* Text provided:
View attachment lyfepan-layout-1.jpg


----------



## lyfespan (Dec 24, 2014)

orangesunshine said:


> socal---we be neighbors---if you plan on perpetual grow imo a/c climate control s/b #1 consideration sparing no expense cause we know summer temps will tip 100 real quick ruining a crop---you might also reconsider the r/o water cause the waste from r/o is pretty substantial and may not be needed if the tap is decent---if you do decide to go w/the r/o you might also consider coco instead of soil---i look forward to anything about the new spot you care to share---bigger badder is always better



Well hello there. Climate control is all handled, I have my own specialist, hell I even have portable cart A/C units. If I have to move or cool air he does all my calcs. I'm done dealing with the water ph issues, and with water paid, the RO unit seems not too expensive. Never gone the coco route, that triple and quad washed stuff gets expensive, like coco connoisseur. I'm not washing 40 bales of coco that's for sure.

I'm taking suggestions to try and make it bigger badder, but efficient as well.


----------



## lyfespan (Dec 24, 2014)

Joe420Camel said:


> .
> 
> **dimensions are "close" @ BEST but its a start
> 
> ...



This is very close to what I'm drawing up, I am doing a lower ceiling about 12-14 ft, too allow the for the heat buffer zone, I will be exchanging that air separate from the air below, all intake air will be cooled and drawn from lowest points, but that's all for my air specialist to handle.

Average temps in there now is 64-70. 

This is my initial trial spot, I will only be here for 1 yr. I hope, lol


----------



## orangesunshine (Dec 28, 2014)

* Required work:
- a) In the grow-room forum thread, change "air specialist" to "HVAC contractor" and write out the passage from "This is very" to "(Dec 28, 2014)" with that edit.
- b) Take the grow-room forum thread further by continuing it from its final line.
The records are separate material that has nothing to do with the grow-room forum thread.

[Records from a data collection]
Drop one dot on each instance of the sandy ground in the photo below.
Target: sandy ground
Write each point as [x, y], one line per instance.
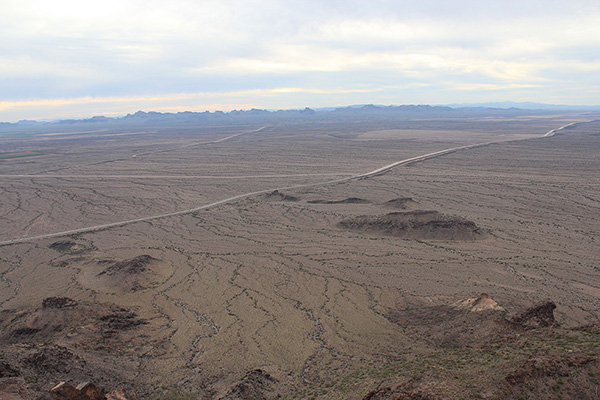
[274, 283]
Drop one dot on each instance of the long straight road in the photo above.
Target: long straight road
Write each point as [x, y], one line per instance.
[365, 175]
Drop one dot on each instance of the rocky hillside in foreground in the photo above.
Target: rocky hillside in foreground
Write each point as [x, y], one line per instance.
[479, 352]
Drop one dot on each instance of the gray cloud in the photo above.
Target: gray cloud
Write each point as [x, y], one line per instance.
[350, 51]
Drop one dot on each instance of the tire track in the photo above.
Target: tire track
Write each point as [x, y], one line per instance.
[365, 175]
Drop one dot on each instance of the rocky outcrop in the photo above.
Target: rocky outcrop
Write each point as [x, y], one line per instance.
[277, 195]
[349, 200]
[401, 203]
[477, 304]
[540, 316]
[255, 385]
[59, 302]
[132, 266]
[89, 391]
[420, 225]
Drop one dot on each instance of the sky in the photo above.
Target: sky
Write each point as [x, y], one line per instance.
[80, 58]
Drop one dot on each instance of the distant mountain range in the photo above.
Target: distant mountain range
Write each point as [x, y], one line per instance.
[523, 106]
[360, 110]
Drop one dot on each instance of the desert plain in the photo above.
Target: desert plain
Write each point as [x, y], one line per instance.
[313, 280]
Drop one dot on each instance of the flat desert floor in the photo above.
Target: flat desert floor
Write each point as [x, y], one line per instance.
[314, 280]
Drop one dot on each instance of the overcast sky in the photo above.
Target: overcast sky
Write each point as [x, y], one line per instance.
[79, 58]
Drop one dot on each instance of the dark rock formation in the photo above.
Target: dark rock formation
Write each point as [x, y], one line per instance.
[420, 225]
[89, 391]
[256, 385]
[132, 266]
[349, 200]
[59, 302]
[277, 195]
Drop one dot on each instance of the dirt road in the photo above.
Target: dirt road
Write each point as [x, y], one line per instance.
[370, 174]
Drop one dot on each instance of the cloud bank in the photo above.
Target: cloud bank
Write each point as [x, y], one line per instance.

* Answers for the exercise:
- a)
This is very close to what I'm drawing up, I am doing a lower ceiling about 12-14 ft, too allow the for the heat buffer zone, I will be exchanging that air separate from the air below, all intake air will be cooled and drawn from lowest points, but that's all for my HVAC contractor to handle.

Average temps in there now is 64-70. 

This is my initial trial spot, I will only be here for 1 yr. I hope, lol


----------



## orangesunshine (Dec 28, 2014)

- b)
if you don't use coco or hydro---r/o is not worth the expense---the whole point of r/o is sterile water of which in most cases isn't needed with bagged soil---same as coco---you have 100% control of the water/grow medium compositions---no washing needed for most coco---roots makes a good product with added perlite---botnicare blocs could be added for a better blend with less perlite---you could recycle the coco and your good to go---are you married to a nute line yet???if not check out the heavy 16 line


----------



## lyfespan (Jan 1, 2015)

orangesunshine said:


> if you don't use coco or hydro---r/o is not worth the expense---the whole point of r/o is sterile water of which in most cases isn't needed with bagged soil---same as coco---you have 100% control of the water/grow medium compositions---no washing needed for most coco---roots makes a good product with added perlite---botnicare blocs could be added for a better blend with less perlite---you could recycle the coco and your good to go---are you married to a nute line yet???if not check out the heavy 16 line



I have tons of GH I'm going thru, I'm looking to the APTUS line, and NPK raw. Soil feeding and conditioning are also where I'm headed, and possible a DWC run.


----------



## lyfespan (Jan 1, 2015)

Ordered the fixtures for the veg room, found some HO T-5  12 lamps, so I got 4, those along with the few other 6 and 8 lamp fixtures, I think my room is covered. But then again 12 lamp fixtures for 170 I could always use more


----------



## Joe420Camel (Jan 1, 2015)

did you have more accurate measurements?

DWC is easy, IMO, but you'll really want (need) a continuous read-out ph/ppm(temp) meter.
So easy to walk past, glance @ the #'s and know its all good or needs tweaking VS bring out the pens and rinse them off and storage liquid for the ph etc.


----------



## zem (Jan 1, 2015)

imo a big scale grow is not easy with a DWC system. i would go for flood and drain, or drip systems, but if you are determined to eventually grow in soil, then imo it is best to just start with soil and skip hydro


----------



## lyfespan (Jan 2, 2015)

Actual measurements and utility locations for new space
View attachment image.jpg


----------



## lyfespan (Jan 2, 2015)

Off to go look at drums to build my automated watering system, 

1. 275gal
2. 55gal
3. 55gal
4. 20gal
5. 20gal


----------



## Joe420Camel (Jan 2, 2015)

Sweet! 
(you made CLEAR where the dimension went to IE OD or ID of room/wall :heart 

I will bang out a drawing tonight!

Too bad I don't have the drawing program I worked with for 10 years (won't run on PC with an OS newer than Win2k... emulator?) 
I did filing room layout/optimization for Dr's offices and hospitals.


----------



## Joe420Camel (Jan 2, 2015)

.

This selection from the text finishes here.